## PROBLEM TO SOLVE:
Return the material below in full and exactly.

_ _ _ _ _ _ _

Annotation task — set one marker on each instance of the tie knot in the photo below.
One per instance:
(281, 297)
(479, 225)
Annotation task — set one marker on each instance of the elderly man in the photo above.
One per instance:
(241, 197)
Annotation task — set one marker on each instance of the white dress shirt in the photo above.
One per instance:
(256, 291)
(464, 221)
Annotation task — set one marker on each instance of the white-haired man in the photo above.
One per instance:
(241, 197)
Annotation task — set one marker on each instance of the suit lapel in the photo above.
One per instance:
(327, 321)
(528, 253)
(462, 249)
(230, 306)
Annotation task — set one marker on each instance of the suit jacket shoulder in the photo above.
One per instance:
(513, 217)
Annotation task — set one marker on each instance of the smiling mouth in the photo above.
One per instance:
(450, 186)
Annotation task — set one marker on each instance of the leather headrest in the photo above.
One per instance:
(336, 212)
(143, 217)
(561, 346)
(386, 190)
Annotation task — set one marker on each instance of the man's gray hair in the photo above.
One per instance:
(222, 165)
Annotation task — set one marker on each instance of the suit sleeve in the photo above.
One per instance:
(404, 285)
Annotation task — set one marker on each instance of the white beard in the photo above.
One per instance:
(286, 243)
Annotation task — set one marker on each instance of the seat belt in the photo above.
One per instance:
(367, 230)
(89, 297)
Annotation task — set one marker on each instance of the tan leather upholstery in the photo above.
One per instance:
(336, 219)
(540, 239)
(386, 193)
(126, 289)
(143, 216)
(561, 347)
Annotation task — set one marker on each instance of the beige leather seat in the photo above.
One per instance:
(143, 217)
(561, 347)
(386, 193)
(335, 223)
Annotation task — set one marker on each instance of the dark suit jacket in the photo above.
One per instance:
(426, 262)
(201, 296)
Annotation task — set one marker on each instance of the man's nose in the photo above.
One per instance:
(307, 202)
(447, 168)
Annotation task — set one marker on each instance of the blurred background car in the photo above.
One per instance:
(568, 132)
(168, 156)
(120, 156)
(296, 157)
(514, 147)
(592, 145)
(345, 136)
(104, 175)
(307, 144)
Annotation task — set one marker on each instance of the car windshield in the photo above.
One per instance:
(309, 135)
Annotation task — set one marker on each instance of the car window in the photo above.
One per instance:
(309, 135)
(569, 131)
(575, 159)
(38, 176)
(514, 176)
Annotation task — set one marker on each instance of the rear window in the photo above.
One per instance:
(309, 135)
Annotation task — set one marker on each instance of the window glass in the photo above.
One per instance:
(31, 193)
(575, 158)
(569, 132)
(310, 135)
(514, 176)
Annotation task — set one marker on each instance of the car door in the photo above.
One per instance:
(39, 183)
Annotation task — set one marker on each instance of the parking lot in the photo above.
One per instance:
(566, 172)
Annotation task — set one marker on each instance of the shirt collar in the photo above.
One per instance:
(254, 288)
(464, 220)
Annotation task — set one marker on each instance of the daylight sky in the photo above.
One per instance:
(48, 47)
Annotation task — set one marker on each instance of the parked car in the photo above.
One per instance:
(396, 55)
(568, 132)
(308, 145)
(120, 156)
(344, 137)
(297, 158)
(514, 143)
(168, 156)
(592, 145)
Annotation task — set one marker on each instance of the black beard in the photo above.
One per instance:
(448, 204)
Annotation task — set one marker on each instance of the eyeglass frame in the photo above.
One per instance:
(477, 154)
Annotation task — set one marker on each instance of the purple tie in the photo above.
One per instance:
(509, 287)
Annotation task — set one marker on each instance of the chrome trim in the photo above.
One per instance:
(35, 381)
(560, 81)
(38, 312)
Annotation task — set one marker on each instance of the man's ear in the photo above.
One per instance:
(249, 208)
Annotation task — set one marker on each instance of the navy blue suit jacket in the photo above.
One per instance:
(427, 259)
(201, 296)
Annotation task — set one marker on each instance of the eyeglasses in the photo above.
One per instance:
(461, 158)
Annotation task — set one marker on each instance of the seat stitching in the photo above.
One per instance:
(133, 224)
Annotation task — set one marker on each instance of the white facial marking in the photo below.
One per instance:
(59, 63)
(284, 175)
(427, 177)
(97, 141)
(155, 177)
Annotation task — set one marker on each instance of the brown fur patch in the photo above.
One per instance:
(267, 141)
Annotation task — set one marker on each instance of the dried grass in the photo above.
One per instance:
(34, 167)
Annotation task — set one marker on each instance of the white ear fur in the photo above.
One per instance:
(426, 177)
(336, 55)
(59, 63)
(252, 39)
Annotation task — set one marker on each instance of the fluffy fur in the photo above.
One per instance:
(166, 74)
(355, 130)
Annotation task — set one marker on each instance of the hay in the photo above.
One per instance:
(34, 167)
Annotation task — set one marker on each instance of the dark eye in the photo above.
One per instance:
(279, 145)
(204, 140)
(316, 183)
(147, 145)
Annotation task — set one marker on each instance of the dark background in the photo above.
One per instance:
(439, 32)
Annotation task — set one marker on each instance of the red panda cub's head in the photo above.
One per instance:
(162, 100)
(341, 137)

_ _ _ _ _ _ _

## FULL SOLUTION:
Annotation task — set one marker on each instance of the tie knot in the photo below.
One per instance:
(281, 297)
(479, 225)
Annotation task — set one marker on each instance of the elderly man in the photo above.
One per instance:
(241, 197)
Annotation task — set one marker on each instance of the white dress shirt in the photo above.
One per instance:
(256, 291)
(464, 221)
Annotation task — set one marker on each instance of the white-haired man in the photo above.
One per instance:
(241, 197)
Annotation task — set one marker on each instance of the suit lapel in the photo above.
One per instance:
(327, 321)
(528, 253)
(462, 249)
(230, 306)
Annotation task — set one marker on each instance of the suit jacket shoulder in the photo above.
One per instance:
(513, 217)
Annotation task — set one marker on each instance of the smiling mouth in the photo above.
One per instance:
(450, 186)
Annotation task — set one marker on each instance of the leather headrest in the photo above.
One per instance:
(336, 212)
(143, 217)
(561, 346)
(386, 190)
Annotation task — set one marker on each instance of the man's gray hair in the photo above.
One per instance:
(222, 165)
Annotation task — set one marker on each instance of the suit sleeve in the photo above.
One per instance:
(404, 285)
Annotation task — set one marker on each instance of the white beard in the photo above.
One per instance:
(286, 243)
Annotation task — set one marker on each instance of the seat belt in the photo above.
One per instance:
(367, 230)
(89, 297)
Annotation task — set one marker on each instance of the tan leather upholstery in the photo above.
One per instance:
(336, 219)
(540, 239)
(386, 193)
(126, 289)
(143, 216)
(561, 347)
Annotation task — set one marker on each instance of the beige leather seat in the photo above.
One per instance:
(143, 217)
(561, 347)
(386, 193)
(335, 223)
Annotation task — set one marker on each instance of the dark suit jacket in the photo above.
One per instance:
(426, 262)
(201, 296)
Annotation task — set one marker on each instance of the man's nose in the photo above.
One per instance:
(307, 202)
(447, 168)
Annotation task — set one marker on each instance of the blurred background car in the photo above.
One per instance:
(568, 132)
(168, 156)
(120, 156)
(296, 157)
(514, 147)
(592, 145)
(345, 136)
(104, 175)
(307, 144)
Annotation task — set one marker on each instance of the car windshield in the photo above.
One per instance:
(309, 135)
Annotation task — set one marker on each instance of the car window in the photo above.
One per instance:
(309, 135)
(569, 131)
(575, 159)
(38, 176)
(514, 176)
Annotation task — set one marker on each instance of the rear window in the photo above.
One per instance:
(309, 135)
Annotation task — set one marker on each instance of the window glass in the photo above.
One per instance:
(31, 193)
(575, 158)
(569, 132)
(310, 135)
(514, 176)
Annotation task — set one marker on each instance of the car door in the photo above.
One per instance:
(39, 183)
Annotation task — set one marker on each instance of the parking lot in the photo above.
One per instance:
(566, 172)
Annotation task — set one marker on each instance of the shirt collar in the photo above.
One per instance:
(254, 288)
(464, 220)
Annotation task — set one marker on each instance of the daylight sky in the photo above.
One per instance:
(48, 47)
Annotation task — set one marker on each instance of the parked car in the photo above.
One per instance:
(396, 55)
(568, 132)
(308, 145)
(120, 156)
(344, 137)
(297, 158)
(514, 143)
(168, 156)
(592, 145)
Annotation task — set one marker on each instance of the black beard in the photo above.
One per instance:
(448, 204)
Annotation task — set one marker on each instance of the eyeglass frame in the photo above.
One per instance:
(477, 154)
Annotation task — set one marker on each instance of the purple tie in the photo above.
One per instance:
(509, 287)
Annotation task — set one marker on each instance of the chrome trim in the photo above.
One per instance:
(35, 381)
(560, 81)
(38, 312)
Annotation task — set one marker on each instance of the man's ear in the photo above.
One per instance:
(249, 208)
Annotation task — set one marker on each instance of the navy blue suit jacket in the photo above.
One per instance:
(427, 259)
(201, 296)
Annotation task — set one marker on each instance of the eyeglasses in the photo above.
One per instance:
(461, 158)
Annotation task — set one marker on each instance of the seat stitching in the photo above.
One per instance:
(133, 224)
Annotation task — set one marker on each instance of the white facial marking in the photo below.
One per instance:
(59, 63)
(284, 175)
(427, 177)
(97, 141)
(155, 177)
Annotation task — set one marker on each instance of the brown fur patch in the photo above.
One per instance:
(267, 141)
Annotation task — set one marker on each instance of the dried grass in the photo above.
One per instance:
(34, 167)
Annotation task — set one marker on each instance of the white ear fur in the photo above.
One per instance:
(426, 177)
(336, 55)
(59, 63)
(252, 39)
Annotation task — set one marker on each instance of the fluffy fur in the photo above.
One per instance:
(166, 74)
(355, 130)
Annotation task — set one marker on each instance of the hay in the photo above.
One per instance:
(34, 167)
Annotation task — set one marker on each instance of the dark eye in the photo above.
One per instance:
(279, 145)
(204, 140)
(316, 183)
(147, 145)
Annotation task — set one marker on each instance of the dark background in the photo above.
One per instance:
(439, 32)
Annotation task — set one marker on each instance of the red panda cub's head in the photo above.
One per instance:
(162, 100)
(341, 137)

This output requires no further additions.